══ TEXTE SOURCE

Foi
de Dieu en l'Homme (par Métropolite Antoine de Souroge)
Foi de Dieu en l'Homme
par Métropolite Antoine de Souroge :
Dans l’examen du domaine de la foi que
j'ai entrepris avec vous, je voudrais m'arrêter sur un certain nombre
"d'objets de la foi" et vous parler de la foi dans l’homme et de la
foi dans l’Eglise.
En guise d'introduction, une remarque
préalable : toute révélation est une révélation simultanée de Dieu et de
l’homme et, au-delà de l’homme, du monde créé. Le fait de connaître Dieu à des
profondeurs de plus en plus grandes nous révèle en même temps les profondeurs
de l’homme. Cela vous explique pourquoi j'éprouve tant de difficulté à séparer
ces deux termes et tant de réticence à le faire. Je ne crois pas qu'on puisse
faire une anthropologie qui ne soit pas profondément enracinée dans une
théologie, pas plus qu'on ne peut faire une théologie qui ne soit pas en même
temps une anthropologie.
Au-delà de l’homme, parce qu'il fait
partie intégrante d'un cosmos visible et physique, il y a une révélation, une
pénétration, une compréhension prophétique dans la vision du monde qui nous
entoure. Cela vous explique pourquoi les Pères n'ont pas craint de parler de
Dieu en termes que l’on qualifierait maintenant d'anthropomorphiques,
c'est-à-dire en termes basés sur l’homme. Rien de ce que nous pouvons découvrir
de Dieu ne dépasse la mesure de l’homme, mais cette mesure est beaucoup plus
grande, plus profonde que nous ne l’imaginons. Tout ce qui serait purement
au-delà de l’homme serait incommunicable ; c'est justement parce qu'il y a une
conformité mystérieuse entre Dieu et l’homme que Dieu peut se faire connaître.

════
══ DONNÉES DE L'EXERCICE

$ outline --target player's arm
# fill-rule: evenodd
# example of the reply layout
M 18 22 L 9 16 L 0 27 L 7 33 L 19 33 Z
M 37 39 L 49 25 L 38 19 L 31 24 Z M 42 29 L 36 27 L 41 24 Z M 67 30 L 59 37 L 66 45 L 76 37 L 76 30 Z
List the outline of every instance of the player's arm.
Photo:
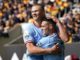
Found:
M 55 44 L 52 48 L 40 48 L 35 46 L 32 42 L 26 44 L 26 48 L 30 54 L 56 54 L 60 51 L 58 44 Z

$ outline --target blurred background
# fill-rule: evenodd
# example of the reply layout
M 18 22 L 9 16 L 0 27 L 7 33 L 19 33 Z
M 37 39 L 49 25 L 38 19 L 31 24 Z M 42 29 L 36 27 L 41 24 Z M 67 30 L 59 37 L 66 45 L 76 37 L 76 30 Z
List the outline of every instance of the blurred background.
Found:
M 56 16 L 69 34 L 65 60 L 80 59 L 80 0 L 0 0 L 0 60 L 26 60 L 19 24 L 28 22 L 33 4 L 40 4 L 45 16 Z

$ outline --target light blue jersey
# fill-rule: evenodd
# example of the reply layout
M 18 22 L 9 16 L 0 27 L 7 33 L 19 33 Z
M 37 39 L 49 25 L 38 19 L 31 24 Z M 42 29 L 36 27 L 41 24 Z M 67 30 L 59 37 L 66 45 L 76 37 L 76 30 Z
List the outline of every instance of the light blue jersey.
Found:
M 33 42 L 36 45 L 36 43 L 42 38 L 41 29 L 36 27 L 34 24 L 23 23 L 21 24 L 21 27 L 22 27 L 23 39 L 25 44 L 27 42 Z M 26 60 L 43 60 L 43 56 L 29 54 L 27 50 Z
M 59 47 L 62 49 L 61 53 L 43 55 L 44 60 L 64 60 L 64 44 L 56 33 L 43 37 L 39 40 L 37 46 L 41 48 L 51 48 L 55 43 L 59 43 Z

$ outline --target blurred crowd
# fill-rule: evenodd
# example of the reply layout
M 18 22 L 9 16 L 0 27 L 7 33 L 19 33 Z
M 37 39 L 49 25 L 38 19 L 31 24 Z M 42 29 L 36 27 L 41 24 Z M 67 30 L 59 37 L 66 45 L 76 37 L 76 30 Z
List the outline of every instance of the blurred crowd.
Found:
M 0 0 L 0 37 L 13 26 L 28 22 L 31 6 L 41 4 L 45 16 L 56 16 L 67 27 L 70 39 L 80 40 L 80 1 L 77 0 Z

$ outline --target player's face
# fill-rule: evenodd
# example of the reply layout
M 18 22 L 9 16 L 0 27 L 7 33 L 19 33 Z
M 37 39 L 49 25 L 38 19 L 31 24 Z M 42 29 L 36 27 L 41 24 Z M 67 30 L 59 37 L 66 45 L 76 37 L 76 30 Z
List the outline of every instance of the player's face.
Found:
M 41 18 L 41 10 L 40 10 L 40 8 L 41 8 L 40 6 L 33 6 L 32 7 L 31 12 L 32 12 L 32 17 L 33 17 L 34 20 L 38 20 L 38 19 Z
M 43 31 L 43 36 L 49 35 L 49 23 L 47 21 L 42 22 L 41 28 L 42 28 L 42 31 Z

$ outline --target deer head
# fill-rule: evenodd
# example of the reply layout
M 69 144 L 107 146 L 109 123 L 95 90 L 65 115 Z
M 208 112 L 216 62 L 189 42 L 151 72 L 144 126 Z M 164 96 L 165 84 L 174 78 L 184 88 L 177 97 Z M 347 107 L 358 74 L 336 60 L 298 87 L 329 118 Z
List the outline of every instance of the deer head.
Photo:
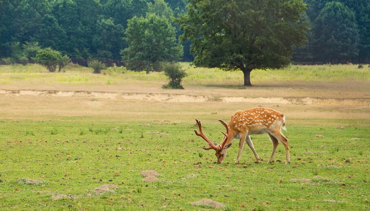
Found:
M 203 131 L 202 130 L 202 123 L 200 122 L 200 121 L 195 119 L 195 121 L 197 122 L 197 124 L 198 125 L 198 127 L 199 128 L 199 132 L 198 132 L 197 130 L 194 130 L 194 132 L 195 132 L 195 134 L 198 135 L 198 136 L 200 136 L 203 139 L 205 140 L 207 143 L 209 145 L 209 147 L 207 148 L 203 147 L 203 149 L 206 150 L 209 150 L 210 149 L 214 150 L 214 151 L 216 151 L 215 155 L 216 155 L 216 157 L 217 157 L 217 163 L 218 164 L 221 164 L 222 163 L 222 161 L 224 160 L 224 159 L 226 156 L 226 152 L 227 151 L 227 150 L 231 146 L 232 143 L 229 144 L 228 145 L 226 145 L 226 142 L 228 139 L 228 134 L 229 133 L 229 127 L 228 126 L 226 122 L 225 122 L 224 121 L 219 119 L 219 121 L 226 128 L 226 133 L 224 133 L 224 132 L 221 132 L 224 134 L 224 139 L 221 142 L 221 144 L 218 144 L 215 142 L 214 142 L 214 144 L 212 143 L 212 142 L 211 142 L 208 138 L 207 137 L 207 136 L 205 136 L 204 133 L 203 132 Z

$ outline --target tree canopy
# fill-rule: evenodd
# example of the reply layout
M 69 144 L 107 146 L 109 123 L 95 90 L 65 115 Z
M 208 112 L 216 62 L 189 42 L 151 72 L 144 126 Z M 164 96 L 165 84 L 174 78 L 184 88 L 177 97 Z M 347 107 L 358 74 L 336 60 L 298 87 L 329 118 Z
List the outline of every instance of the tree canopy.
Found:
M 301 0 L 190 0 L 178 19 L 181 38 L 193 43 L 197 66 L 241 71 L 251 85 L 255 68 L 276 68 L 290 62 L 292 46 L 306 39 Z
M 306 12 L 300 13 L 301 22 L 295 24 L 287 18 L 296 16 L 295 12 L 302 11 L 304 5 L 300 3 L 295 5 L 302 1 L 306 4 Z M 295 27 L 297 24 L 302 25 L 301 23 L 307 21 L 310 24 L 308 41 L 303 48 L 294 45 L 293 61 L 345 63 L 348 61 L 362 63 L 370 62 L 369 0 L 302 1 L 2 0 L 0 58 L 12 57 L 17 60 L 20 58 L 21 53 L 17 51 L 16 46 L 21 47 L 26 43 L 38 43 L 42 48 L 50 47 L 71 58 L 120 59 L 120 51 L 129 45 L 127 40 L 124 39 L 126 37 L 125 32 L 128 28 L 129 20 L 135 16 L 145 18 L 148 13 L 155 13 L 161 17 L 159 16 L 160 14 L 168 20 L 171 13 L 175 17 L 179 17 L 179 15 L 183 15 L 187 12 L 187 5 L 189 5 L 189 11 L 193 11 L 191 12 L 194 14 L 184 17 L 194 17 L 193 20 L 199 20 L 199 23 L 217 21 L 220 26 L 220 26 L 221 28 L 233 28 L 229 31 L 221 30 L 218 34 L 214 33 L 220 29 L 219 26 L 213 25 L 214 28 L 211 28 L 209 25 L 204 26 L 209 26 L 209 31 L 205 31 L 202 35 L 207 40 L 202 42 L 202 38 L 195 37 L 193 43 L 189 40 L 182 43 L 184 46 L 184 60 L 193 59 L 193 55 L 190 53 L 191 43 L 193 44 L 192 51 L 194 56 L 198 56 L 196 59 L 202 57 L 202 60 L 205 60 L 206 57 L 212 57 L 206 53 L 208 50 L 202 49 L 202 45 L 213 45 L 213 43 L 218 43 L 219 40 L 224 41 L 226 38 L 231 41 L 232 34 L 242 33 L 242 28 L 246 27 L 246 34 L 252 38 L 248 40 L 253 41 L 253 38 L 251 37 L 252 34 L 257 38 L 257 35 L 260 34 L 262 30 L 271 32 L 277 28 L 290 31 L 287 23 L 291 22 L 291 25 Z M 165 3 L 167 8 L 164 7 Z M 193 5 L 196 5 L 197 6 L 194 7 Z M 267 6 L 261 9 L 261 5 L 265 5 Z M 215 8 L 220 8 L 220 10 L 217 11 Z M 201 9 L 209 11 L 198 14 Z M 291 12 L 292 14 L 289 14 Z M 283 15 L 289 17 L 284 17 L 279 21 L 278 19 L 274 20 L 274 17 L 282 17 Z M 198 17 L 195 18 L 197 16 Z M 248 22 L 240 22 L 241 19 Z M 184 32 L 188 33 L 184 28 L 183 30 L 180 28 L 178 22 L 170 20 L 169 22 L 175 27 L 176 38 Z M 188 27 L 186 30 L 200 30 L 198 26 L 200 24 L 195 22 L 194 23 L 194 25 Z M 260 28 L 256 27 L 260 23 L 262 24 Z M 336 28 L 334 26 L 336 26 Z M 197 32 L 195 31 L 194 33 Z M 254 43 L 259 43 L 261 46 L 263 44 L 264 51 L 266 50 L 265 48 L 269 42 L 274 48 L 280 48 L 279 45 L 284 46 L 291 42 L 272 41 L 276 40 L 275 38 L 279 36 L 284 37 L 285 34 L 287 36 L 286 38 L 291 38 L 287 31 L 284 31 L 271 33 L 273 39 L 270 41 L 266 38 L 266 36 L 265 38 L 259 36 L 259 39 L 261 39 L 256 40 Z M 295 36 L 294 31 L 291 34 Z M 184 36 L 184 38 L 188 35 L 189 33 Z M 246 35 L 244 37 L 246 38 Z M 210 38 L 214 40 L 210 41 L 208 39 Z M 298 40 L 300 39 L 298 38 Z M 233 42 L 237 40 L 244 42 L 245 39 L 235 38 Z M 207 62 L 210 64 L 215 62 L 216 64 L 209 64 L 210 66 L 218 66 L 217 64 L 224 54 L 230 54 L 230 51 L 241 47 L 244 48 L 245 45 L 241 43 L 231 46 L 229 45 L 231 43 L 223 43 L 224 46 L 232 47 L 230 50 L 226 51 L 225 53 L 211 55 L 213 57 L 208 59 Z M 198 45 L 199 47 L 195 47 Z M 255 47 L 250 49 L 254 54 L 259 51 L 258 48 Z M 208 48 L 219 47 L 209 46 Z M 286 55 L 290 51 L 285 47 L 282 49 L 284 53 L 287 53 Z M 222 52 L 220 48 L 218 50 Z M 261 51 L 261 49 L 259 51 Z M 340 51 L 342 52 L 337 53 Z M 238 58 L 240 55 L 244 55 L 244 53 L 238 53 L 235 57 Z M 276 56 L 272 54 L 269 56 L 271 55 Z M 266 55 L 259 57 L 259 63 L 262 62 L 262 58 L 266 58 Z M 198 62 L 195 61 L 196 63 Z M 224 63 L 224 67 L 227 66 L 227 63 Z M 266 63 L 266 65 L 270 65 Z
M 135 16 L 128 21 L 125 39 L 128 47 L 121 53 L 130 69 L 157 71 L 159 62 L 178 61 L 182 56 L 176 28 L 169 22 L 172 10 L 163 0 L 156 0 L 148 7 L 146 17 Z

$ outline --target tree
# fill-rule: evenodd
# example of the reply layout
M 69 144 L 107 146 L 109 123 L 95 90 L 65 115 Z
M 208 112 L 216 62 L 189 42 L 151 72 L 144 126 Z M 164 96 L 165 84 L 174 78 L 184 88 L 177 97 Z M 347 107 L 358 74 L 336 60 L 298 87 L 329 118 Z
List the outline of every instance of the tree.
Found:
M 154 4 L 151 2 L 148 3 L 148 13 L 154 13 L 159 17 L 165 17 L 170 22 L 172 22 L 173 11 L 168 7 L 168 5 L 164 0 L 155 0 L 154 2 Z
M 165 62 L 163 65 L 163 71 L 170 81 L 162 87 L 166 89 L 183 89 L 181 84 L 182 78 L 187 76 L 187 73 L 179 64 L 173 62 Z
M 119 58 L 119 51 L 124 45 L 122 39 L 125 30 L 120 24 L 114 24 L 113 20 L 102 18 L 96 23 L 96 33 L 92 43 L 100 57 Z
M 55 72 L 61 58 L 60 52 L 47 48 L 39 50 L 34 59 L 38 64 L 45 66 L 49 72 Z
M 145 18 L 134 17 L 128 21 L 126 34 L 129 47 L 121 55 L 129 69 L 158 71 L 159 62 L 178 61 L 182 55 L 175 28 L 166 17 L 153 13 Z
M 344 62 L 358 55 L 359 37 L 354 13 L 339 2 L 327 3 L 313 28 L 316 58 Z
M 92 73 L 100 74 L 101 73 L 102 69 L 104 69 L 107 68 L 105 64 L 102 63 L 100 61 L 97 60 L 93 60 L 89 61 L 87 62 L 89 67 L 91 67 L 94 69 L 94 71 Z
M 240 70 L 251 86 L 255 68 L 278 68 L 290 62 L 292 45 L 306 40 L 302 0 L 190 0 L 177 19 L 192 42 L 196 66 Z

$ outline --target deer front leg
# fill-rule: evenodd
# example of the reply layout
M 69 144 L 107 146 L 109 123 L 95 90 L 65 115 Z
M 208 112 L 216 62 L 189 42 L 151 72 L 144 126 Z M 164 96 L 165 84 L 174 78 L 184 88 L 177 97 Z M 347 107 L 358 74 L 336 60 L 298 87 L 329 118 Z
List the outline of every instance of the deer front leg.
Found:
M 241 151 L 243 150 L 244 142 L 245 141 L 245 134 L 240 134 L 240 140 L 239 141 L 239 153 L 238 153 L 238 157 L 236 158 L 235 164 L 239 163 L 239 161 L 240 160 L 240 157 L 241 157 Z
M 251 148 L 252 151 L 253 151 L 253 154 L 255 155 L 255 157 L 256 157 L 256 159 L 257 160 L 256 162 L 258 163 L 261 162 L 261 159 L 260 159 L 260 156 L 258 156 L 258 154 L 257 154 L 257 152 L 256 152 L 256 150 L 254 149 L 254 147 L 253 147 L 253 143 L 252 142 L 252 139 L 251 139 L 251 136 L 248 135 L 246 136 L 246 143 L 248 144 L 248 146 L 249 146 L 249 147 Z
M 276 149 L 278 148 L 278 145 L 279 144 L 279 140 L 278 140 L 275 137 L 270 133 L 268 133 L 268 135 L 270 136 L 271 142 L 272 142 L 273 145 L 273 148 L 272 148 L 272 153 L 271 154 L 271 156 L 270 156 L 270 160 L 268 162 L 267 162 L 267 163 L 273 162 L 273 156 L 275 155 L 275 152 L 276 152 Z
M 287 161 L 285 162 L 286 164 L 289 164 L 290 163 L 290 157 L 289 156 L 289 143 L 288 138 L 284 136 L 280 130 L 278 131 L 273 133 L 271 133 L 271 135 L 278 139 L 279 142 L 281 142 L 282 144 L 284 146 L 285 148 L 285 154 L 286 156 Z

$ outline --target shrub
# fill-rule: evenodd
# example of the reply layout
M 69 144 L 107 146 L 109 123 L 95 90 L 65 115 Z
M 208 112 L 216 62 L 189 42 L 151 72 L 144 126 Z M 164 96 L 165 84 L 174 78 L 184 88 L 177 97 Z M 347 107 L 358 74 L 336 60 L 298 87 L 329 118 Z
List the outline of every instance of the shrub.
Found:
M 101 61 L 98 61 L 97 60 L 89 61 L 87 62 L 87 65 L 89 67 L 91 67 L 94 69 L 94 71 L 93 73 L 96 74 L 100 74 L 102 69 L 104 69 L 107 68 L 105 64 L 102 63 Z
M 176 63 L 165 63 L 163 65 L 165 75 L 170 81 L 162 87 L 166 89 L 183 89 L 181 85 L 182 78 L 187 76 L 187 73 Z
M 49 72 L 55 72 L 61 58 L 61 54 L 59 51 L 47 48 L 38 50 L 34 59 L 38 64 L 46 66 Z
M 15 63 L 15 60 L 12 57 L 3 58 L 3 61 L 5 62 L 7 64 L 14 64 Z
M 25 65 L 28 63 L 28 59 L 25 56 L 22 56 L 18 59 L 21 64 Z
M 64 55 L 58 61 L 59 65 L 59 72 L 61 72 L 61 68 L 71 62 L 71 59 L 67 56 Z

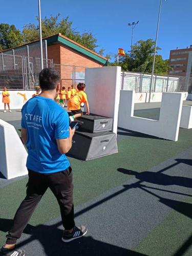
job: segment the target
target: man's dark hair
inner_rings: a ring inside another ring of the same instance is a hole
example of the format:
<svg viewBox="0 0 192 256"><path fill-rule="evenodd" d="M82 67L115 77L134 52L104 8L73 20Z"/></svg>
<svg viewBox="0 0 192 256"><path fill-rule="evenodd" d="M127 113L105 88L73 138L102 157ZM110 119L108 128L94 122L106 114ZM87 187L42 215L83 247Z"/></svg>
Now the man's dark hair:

════

= CONSIGNES =
- a) Recopiez les enregistrements depuis leur début jusqu'à la ligne contenant « M 55 44 L 52 », incluse, en remplaçant « player's arm » par « player's hand » sans rien modifier d'autre, et laissez les images de côté, s'il vous plaît.
- b) Prolongez le texte sur la foi de Dieu en l'homme à partir de la dernière phrase affichée.

= RÉPONSES ATTENDUES =
- a)
$ outline --target player's hand
# fill-rule: evenodd
# example of the reply layout
M 18 22 L 9 16 L 0 27 L 7 33 L 19 33 Z
M 37 39 L 49 25 L 38 19 L 31 24 Z M 42 29 L 36 27 L 41 24 Z M 67 30 L 59 37 L 66 45 L 76 37 L 76 30 Z
List the outline of every instance of the player's hand.
Photo:
Found:
M 55 44 L 52 48 L 40 48 L 35 46 L 32 42 L 26 44 L 26 48 L 30 54 L 56 54 L 60 51 L 58 44 Z

- b)
La mesure de l’homme, c'est la mesure de
la révélation que Dieu nous donne de lui-même. Vous vous souvenez peut-être de
la phrase d'Angelus Silesius qui dit : "Je suis aussi grand que Dieu et
Dieu est aussi petit que moi." Il ne s'agit pas de rapetisser Dieu, mais
de montrer que l’ampleur de l'homme qui se déploie à sa pleine mesure atteint
les dimensions de Dieu. Dieu est si proche, si conforme à l'homme que, de façon
merveilleuse, nous le retrouvons dans l’Incarnation et dans le monde créé.
L'expérience de l'homme qui se voit grand, nous la trouvons non seulement chez les
mystiques chrétiens, mais aussi chez Nietzsche : "Oui, je sais où sont mes
origines. Insatisfait comme une flamme, je brûle et je me consume moi-même.
Tout ce que je touche devient lumière et tout ce que j'abandonne devient
cendre. Je suis sans contredit une flamme.”
Je voudrais souligner d'abord deux points
qui n'entrent pas habituellement dans nos considérations. Lorsque nous
découvrons l'homme, nous découvrons à la fois en lui une vision des profondeurs
de l'homme et une vision des profondeurs divines. Les Pères du désert disaient
: "Qui a vu son prochain, a vu Dieu". Au-delà de l'homme, au plus
profond de lui-même, il y a une présence, une potentialité "d'être des
dieux", comme le dit le Seigneur en S. Matthieu.
D'autre part, nous avons le droit de
croire en l’homme de la façon la plus réaliste, car on peut dire que Dieu a foi
en l’homme. L'acte créateur est un acte de foi. L'Incarnation est un acte de
foi. Dieu a créé l’homme et lui a donné cette dangereuse liberté dans la certitude
qu'en fin de compte, elle l’amènera à la plénitude qui est la vocation humaine.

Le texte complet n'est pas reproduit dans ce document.